TEKS YANG DITAMPILKAN:
"""
PM Inggeris, Theresa May mengumumkan pembentukan pemerintah baru
(VOVWORLD) - Menurut Ibu Theresa May, tindakan ini bertujuan menstabilkan situasi politik dan memimpin negara Inggeris dalam perundingan-perundingan tentang Brexit dengan Uni Eropa.
Perdana Menteri Inggeris, Theresa May berbicara setelah hasil pemilihan pendahuluan Parlemen yang diumumkan di Maidenhead pada 9/6. (Foto: EPA/Kantor Berita Vietnam) |
Ketika berbicara di Kantor Perdana Menteri (PM) di jalan Downing nomor 10, pada Jumat (9 Juni), PM Theresa May mengatakan bahwa dia bisa menyandarkan diri kepada dukungan dari Partai Uni Demokrat (DUP) dari Irlandia Utara di Parlemen setelah Partai Konservatif tidak bisa merebut mayoritas dalam pemilihan umum (pemilu) dini pada Kamis (8 Juni). Dia berkomitmen akan terus berkoordinasi dengan DUP “demi kepentingan seluruh kerajaan Inggeris”, bersamaan itu menegaskan: Dalam waktu 5 tahun mendatang akan membentuk satu pemerintah dimana di antaranya tidak ada siapa pun maupun tidak ada komunitas mana pun tertinggal di belakang. DUP adalah partai politik paling besar di Irlandia Utara yang punya garis politik pro Inggeris dan menguasai 10 kursi di Parlemen baru.
"""
DATA:
"""
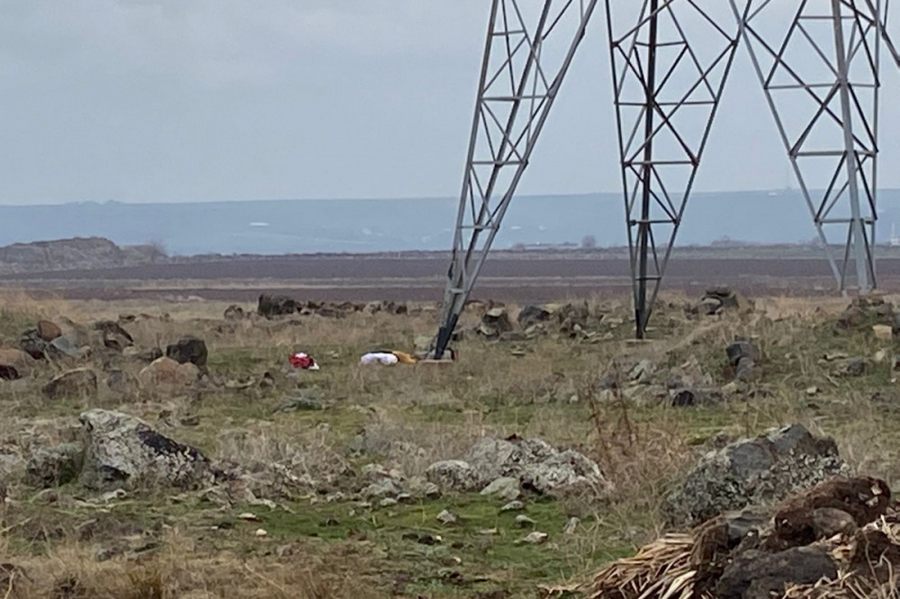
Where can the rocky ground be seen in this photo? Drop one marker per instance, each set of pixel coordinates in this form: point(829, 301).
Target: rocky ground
point(170, 450)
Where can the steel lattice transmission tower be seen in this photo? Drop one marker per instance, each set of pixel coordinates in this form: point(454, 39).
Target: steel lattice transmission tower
point(670, 62)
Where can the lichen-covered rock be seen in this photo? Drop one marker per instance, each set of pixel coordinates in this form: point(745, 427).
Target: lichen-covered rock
point(53, 466)
point(455, 475)
point(80, 382)
point(168, 373)
point(765, 469)
point(14, 364)
point(123, 449)
point(537, 465)
point(759, 575)
point(188, 350)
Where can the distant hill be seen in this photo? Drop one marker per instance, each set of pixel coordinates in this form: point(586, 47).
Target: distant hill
point(311, 226)
point(76, 253)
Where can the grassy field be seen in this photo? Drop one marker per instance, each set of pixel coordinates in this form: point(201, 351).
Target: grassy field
point(321, 538)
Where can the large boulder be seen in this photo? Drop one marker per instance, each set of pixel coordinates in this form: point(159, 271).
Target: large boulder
point(188, 350)
point(122, 449)
point(166, 372)
point(765, 469)
point(494, 323)
point(759, 575)
point(80, 382)
point(277, 305)
point(14, 364)
point(537, 465)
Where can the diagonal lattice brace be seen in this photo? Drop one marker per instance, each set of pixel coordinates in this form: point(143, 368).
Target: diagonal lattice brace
point(670, 62)
point(529, 48)
point(826, 112)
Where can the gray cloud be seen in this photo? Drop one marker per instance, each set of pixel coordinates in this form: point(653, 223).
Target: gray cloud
point(171, 100)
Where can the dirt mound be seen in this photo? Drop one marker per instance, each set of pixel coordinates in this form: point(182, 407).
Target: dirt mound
point(77, 253)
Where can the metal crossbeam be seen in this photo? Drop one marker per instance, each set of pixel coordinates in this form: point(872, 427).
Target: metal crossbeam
point(529, 48)
point(667, 86)
point(670, 62)
point(826, 111)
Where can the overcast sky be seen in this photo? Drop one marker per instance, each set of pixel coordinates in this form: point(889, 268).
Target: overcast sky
point(201, 100)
"""
YANG DIMINTA:
Lanjutkan berita tentang pembentukan pemerintah baru oleh Theresa May, mulai setelah kalimat terakhir yang ditampilkan.

HASIL:
Sebelumnya pada hari yang sama, PM Theresa May menyatakan bahwa dia tidak berniat meletakkanjabatan setelah hasil penghitungan kartu suara hampir selesai yang menunjukkan Partai Konservatif pimpinan PM Theresa May menghadapi kemungkinan kehilangan banyak kursi di Parlemen terbanding dengan saat dia berseru supaya menyelenggarakan pemilu dini. Hasil ini mencerminkan prestise dan kekuasaan PM Theresa May lemah tidak hanya dalam internal Partai Konservatif dan di Majelis Rendah, melainkan juga berpengaruh terhadap posisinya di Uni Eropa.
Sementara itu, pada pihak Eropa, Presiden Komisi Eropa, Jean Claude Juncker berharap supaya hasil pemilu Parlemen Inggeris akan tidak berpengaruh terhadap perundingan-perundingan tentang Brexit. PM Perancis, Edouard Phollipe menilai: Jangan menganggap bahwa hasil pemilu di Inggeris akan berpengaruh terhadap pandangan London tentang Brexit yang sudah telah termanifestasikan jelas melalui kartu-kartu suara warga Inggeris dalam referendum pada tahun lalu. Menurut Menteri Luar Negeri Jerman, Sigmar Gabriel, hasil pemiluh di Inggeris mencerminkan ketidak-puasan warga terhadap haluan Brexit yang “keras” dari PM Theresa May.